EXERCISE AIM:
Locate each line in the items that contains the string "every", and copy those lines in full. Matching is case-sensitive.
═════ PROVIDED INFORMATION ═════
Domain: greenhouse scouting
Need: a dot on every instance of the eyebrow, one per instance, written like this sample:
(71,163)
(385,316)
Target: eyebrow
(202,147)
═════
═════ PROVIDED INFORMATION ═════
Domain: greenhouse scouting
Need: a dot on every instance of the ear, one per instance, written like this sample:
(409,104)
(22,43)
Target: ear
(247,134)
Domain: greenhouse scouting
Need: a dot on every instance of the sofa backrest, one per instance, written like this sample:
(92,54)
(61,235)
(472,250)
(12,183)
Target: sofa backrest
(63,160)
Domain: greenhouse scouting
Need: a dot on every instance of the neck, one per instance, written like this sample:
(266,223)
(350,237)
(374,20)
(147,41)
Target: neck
═════
FULL OUTPUT:
Need: a dot on every instance of the eyebrow, one per instance, written like this sample:
Need: a dot on every instance of the ear, one per instance, written like this sample:
Need: a dot on every instance of the sofa backrest, one per instance, written like this sample:
Need: a dot on every instance of the neck, one per instance, written like this sample:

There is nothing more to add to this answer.